Aim => Quote every one of the entries below word for word, leaving out the picture.

* Begin The input *

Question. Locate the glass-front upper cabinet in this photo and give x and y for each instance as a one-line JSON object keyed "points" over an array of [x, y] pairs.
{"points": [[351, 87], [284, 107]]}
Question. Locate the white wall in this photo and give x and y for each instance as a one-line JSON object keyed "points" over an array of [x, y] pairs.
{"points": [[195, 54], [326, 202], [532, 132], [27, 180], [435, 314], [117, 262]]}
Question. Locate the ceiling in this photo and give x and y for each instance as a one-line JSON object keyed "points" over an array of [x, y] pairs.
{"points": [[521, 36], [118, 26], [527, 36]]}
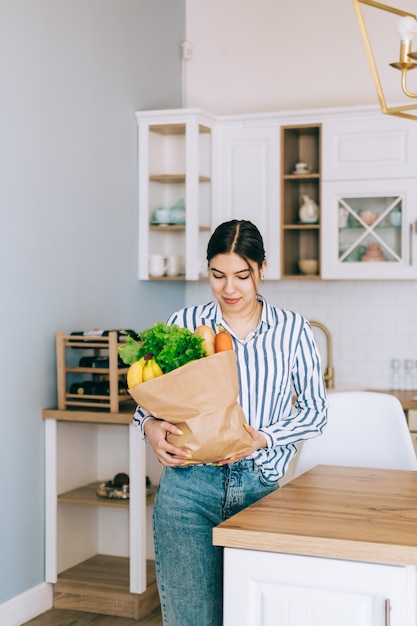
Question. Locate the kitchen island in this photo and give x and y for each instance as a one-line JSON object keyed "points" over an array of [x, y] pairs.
{"points": [[335, 547]]}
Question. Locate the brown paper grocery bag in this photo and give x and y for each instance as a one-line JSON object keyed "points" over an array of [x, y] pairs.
{"points": [[201, 399]]}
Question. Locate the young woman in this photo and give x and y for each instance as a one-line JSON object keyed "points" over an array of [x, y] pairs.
{"points": [[277, 359]]}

* End The input *

Reply =>
Question. Locate the glass-front upper cabinet in this photo and give x and y for each instance as a one-line JSON object keyed "points" over an array of [x, y] pairs.
{"points": [[351, 87], [284, 107]]}
Question. Locate the white wall in this photo and give x and y for each instance as a one-line JSON object keyed "points" over an array of [x, y] pairs.
{"points": [[195, 54], [326, 202], [532, 132], [27, 180], [435, 314], [117, 262]]}
Question. Locate the ceiling in this photo and give x and y for each instance as a one-line JSON object keyed "points" over an array of [x, y] pairs.
{"points": [[521, 36], [118, 26], [527, 36]]}
Question. Locate the kitchen island in this photo and give x and y for each instance as a one-line JSON object keyed "points" over an array of [x, y] pairs.
{"points": [[335, 547]]}
Question. Locate the brown paper grocery bag in this photo and give x and y for each instance as a one-line JSON object keyed "points" over an array of [x, y] pairs.
{"points": [[201, 399]]}
Question. Locate the young woman in this photo and give x and y for each instance as a one-line JSON object keyed "points" over an array of [x, y] pairs.
{"points": [[277, 359]]}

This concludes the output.